:: DATA TO USE
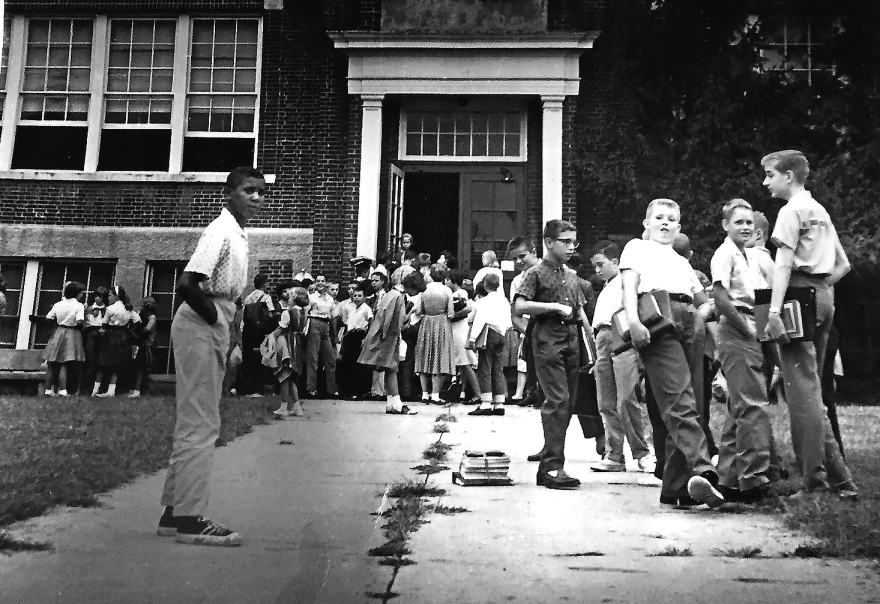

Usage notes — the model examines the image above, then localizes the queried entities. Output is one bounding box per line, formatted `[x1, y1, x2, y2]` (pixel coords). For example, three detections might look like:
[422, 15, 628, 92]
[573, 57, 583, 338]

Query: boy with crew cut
[157, 166, 266, 546]
[590, 241, 654, 472]
[761, 150, 858, 500]
[620, 199, 724, 508]
[513, 219, 589, 490]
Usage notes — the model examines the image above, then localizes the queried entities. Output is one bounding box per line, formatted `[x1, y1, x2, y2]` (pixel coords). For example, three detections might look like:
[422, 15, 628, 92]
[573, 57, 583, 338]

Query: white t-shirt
[620, 239, 703, 296]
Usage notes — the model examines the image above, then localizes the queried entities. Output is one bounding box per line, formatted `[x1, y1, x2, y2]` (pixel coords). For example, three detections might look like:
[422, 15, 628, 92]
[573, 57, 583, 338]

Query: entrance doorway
[403, 172, 461, 260]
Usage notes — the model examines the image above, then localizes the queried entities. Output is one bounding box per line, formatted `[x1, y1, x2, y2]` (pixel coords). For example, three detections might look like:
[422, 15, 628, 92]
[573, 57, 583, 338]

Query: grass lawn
[712, 398, 880, 559]
[0, 396, 272, 527]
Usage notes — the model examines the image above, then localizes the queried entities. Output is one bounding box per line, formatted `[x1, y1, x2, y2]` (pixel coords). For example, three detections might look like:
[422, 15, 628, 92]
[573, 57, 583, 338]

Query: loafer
[468, 407, 503, 415]
[537, 472, 581, 491]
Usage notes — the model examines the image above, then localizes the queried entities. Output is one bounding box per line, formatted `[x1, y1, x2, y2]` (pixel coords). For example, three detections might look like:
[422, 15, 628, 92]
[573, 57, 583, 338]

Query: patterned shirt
[184, 208, 248, 300]
[773, 191, 838, 275]
[516, 257, 587, 319]
[712, 237, 767, 309]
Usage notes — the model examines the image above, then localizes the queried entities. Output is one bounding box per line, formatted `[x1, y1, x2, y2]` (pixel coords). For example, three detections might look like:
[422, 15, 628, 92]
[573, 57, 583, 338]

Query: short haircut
[482, 273, 501, 292]
[400, 271, 425, 292]
[672, 233, 691, 258]
[761, 149, 810, 185]
[431, 264, 449, 283]
[449, 269, 467, 287]
[590, 239, 620, 260]
[226, 166, 266, 189]
[752, 212, 770, 239]
[64, 281, 86, 298]
[645, 197, 681, 219]
[254, 273, 269, 289]
[721, 197, 752, 220]
[507, 237, 535, 254]
[544, 218, 577, 239]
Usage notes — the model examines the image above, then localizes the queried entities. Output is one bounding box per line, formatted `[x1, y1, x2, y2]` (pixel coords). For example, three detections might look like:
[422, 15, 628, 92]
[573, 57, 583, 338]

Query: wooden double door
[386, 165, 526, 273]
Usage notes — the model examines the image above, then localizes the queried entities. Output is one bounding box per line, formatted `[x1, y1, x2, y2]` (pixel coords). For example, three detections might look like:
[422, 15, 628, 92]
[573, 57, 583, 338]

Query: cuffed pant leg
[161, 300, 235, 516]
[639, 335, 715, 493]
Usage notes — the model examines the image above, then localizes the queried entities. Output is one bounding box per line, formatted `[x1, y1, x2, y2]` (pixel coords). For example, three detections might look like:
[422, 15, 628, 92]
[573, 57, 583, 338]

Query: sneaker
[177, 516, 242, 547]
[636, 455, 657, 474]
[156, 508, 180, 537]
[688, 475, 724, 508]
[590, 459, 626, 472]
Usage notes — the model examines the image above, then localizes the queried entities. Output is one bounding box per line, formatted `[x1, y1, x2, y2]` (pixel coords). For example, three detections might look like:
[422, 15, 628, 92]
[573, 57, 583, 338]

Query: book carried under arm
[754, 287, 816, 342]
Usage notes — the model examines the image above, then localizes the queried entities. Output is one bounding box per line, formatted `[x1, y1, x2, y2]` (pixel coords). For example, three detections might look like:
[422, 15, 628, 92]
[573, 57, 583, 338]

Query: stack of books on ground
[452, 451, 513, 486]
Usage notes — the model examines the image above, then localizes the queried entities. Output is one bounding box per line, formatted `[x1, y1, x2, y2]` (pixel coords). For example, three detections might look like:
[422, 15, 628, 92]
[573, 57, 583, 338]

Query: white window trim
[397, 107, 529, 164]
[0, 15, 264, 179]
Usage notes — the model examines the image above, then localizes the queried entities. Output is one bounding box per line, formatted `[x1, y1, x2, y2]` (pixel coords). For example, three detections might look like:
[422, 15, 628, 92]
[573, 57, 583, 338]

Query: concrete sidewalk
[0, 401, 880, 604]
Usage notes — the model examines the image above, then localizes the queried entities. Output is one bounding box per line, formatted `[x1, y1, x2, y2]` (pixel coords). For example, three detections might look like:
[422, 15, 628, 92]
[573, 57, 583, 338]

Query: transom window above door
[400, 111, 526, 162]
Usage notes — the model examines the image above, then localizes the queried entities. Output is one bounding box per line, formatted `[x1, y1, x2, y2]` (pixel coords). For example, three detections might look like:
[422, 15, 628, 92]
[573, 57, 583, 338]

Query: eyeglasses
[556, 239, 581, 249]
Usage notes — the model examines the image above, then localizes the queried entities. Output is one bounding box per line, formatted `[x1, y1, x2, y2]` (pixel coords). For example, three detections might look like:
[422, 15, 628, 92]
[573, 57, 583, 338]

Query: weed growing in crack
[712, 546, 761, 558]
[648, 546, 694, 558]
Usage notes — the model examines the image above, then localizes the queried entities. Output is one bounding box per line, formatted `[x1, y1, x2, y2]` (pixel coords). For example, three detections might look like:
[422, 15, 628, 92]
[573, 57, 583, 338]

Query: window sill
[0, 170, 275, 185]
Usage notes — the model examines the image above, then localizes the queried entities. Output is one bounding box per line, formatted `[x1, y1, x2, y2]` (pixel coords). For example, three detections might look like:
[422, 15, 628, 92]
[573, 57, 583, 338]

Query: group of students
[43, 281, 156, 398]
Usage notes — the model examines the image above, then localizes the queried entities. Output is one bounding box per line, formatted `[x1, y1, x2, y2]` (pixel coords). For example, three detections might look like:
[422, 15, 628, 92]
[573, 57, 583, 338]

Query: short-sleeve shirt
[773, 191, 838, 275]
[516, 258, 587, 319]
[620, 239, 703, 296]
[46, 298, 86, 327]
[712, 237, 767, 309]
[184, 208, 248, 300]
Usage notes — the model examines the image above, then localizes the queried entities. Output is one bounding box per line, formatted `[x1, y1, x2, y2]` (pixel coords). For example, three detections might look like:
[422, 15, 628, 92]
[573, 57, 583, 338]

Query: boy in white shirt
[590, 241, 654, 472]
[468, 273, 512, 415]
[620, 199, 724, 508]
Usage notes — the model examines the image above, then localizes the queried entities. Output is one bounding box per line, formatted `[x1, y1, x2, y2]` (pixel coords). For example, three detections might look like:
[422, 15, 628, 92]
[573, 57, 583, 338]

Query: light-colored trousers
[162, 298, 235, 516]
[595, 328, 648, 463]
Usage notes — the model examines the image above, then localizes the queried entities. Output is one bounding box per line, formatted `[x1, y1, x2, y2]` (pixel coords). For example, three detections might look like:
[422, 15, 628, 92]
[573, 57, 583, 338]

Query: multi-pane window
[31, 260, 116, 348]
[144, 262, 186, 373]
[401, 111, 525, 161]
[12, 19, 94, 170]
[98, 19, 177, 171]
[0, 260, 25, 348]
[0, 15, 261, 174]
[183, 19, 259, 172]
[761, 17, 834, 84]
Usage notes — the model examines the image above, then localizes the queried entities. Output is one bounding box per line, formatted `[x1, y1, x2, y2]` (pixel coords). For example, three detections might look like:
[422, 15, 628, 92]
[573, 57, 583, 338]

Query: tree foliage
[577, 0, 880, 271]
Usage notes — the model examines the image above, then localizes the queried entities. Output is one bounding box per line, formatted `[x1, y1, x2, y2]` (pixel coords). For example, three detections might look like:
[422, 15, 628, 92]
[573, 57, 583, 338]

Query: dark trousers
[532, 320, 581, 474]
[639, 302, 715, 497]
[477, 329, 507, 402]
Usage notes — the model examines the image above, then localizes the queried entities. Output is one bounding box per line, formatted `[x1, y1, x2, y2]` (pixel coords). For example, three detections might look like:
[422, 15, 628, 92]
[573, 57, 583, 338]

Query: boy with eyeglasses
[513, 219, 589, 490]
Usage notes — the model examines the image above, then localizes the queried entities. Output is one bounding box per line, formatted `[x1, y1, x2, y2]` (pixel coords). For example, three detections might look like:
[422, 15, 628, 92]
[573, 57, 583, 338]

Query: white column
[357, 94, 385, 258]
[541, 96, 565, 228]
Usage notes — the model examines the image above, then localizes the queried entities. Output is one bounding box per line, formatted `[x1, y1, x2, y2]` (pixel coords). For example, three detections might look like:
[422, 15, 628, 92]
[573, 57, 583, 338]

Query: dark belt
[734, 306, 755, 317]
[669, 294, 694, 304]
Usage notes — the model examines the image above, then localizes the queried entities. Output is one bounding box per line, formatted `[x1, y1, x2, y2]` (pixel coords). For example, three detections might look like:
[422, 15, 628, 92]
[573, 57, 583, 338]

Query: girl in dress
[416, 265, 455, 404]
[92, 286, 141, 397]
[78, 286, 110, 394]
[358, 273, 418, 415]
[128, 296, 156, 398]
[43, 281, 86, 396]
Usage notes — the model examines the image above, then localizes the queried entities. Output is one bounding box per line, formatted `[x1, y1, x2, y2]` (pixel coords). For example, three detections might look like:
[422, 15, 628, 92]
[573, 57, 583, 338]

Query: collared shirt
[620, 239, 703, 296]
[516, 257, 587, 319]
[309, 292, 336, 319]
[184, 208, 248, 300]
[773, 191, 838, 275]
[471, 289, 512, 341]
[593, 275, 623, 328]
[46, 298, 86, 327]
[104, 300, 141, 326]
[712, 237, 767, 309]
[345, 302, 373, 331]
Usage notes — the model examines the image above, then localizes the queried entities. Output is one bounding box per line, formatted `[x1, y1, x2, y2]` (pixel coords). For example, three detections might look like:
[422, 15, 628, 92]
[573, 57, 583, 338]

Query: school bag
[244, 294, 276, 335]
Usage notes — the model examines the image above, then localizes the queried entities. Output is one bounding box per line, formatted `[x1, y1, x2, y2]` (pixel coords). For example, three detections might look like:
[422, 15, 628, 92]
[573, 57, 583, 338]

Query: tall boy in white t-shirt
[620, 199, 724, 507]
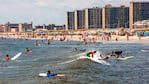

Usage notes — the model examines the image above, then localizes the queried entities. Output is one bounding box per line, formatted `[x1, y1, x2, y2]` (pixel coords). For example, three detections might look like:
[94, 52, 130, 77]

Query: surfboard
[90, 57, 110, 65]
[141, 49, 149, 52]
[39, 73, 65, 77]
[11, 52, 22, 60]
[86, 52, 110, 65]
[115, 56, 134, 60]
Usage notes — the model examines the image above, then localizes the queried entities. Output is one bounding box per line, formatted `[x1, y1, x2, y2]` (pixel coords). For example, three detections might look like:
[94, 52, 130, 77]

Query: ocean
[0, 39, 149, 84]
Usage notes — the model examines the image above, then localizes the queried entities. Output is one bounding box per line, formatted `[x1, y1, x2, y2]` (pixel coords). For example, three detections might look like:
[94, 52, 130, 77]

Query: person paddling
[5, 54, 11, 61]
[25, 48, 32, 52]
[86, 50, 96, 58]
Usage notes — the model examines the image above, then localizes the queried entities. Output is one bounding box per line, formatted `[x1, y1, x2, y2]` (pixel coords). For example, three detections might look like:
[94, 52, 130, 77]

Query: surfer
[25, 48, 32, 52]
[104, 50, 123, 59]
[86, 50, 96, 58]
[5, 54, 10, 61]
[43, 70, 65, 77]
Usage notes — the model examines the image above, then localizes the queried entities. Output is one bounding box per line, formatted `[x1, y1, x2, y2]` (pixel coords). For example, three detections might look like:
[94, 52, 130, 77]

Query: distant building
[133, 20, 149, 28]
[0, 24, 5, 32]
[102, 5, 129, 29]
[66, 7, 102, 30]
[85, 7, 102, 29]
[35, 24, 65, 30]
[4, 22, 32, 32]
[74, 10, 85, 30]
[129, 2, 149, 28]
[66, 12, 75, 30]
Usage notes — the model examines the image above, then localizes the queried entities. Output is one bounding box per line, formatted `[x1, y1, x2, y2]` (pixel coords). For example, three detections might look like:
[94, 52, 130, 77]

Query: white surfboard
[11, 52, 22, 60]
[115, 56, 134, 60]
[88, 52, 110, 65]
[39, 73, 65, 77]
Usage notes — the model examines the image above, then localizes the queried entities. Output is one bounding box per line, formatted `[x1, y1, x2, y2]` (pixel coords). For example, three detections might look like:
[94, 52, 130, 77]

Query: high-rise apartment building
[102, 5, 129, 29]
[85, 7, 102, 29]
[66, 12, 75, 30]
[129, 2, 149, 28]
[74, 10, 85, 30]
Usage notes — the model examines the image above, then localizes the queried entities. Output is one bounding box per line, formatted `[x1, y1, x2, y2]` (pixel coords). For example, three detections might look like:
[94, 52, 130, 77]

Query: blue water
[0, 39, 149, 84]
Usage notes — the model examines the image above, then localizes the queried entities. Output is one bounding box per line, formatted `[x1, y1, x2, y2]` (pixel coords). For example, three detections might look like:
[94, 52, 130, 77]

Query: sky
[0, 0, 148, 25]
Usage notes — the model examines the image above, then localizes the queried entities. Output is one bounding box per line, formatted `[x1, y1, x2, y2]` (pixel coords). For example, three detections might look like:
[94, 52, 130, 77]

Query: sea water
[0, 39, 149, 84]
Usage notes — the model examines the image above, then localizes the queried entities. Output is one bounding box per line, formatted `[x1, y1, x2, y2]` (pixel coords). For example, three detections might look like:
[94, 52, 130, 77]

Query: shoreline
[0, 35, 149, 43]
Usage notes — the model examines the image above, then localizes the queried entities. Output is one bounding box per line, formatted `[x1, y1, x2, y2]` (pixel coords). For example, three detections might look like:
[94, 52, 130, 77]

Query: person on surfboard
[43, 70, 65, 77]
[5, 54, 11, 61]
[86, 50, 96, 58]
[25, 48, 32, 52]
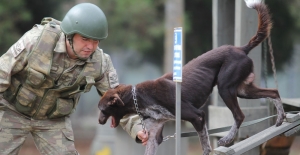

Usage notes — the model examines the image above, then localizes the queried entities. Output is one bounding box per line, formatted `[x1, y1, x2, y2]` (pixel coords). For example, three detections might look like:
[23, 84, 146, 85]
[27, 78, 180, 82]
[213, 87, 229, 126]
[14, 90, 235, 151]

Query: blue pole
[173, 27, 182, 155]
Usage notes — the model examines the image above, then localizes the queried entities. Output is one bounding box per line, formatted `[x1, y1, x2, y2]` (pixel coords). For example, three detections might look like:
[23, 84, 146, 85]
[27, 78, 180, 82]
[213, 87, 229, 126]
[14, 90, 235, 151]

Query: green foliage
[266, 0, 299, 73]
[185, 0, 212, 62]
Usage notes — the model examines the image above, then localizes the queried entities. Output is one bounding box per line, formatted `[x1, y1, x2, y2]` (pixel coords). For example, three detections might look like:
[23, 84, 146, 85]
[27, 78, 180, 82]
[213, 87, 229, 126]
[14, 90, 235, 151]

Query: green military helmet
[60, 3, 108, 40]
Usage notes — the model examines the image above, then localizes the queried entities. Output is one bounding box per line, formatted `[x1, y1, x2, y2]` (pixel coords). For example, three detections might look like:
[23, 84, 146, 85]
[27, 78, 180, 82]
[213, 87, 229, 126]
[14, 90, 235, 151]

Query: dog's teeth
[245, 0, 262, 8]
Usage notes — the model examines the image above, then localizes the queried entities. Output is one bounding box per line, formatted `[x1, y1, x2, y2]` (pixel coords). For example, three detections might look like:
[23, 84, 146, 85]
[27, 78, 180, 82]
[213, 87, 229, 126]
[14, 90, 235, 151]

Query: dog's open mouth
[110, 116, 117, 128]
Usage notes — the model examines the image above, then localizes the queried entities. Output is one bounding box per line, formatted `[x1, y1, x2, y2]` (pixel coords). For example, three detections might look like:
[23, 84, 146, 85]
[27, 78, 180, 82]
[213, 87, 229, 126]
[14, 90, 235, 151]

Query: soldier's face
[68, 34, 100, 59]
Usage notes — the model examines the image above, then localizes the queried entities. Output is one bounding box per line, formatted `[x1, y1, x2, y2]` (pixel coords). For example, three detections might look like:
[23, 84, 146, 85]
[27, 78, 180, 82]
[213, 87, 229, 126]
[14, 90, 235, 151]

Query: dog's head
[98, 85, 126, 128]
::::
Select every line in the entries above that contains the string "eyeglasses", and copy each one in full. The match is case-sensitive.

Query: eyeglasses
Query: boy with eyeglasses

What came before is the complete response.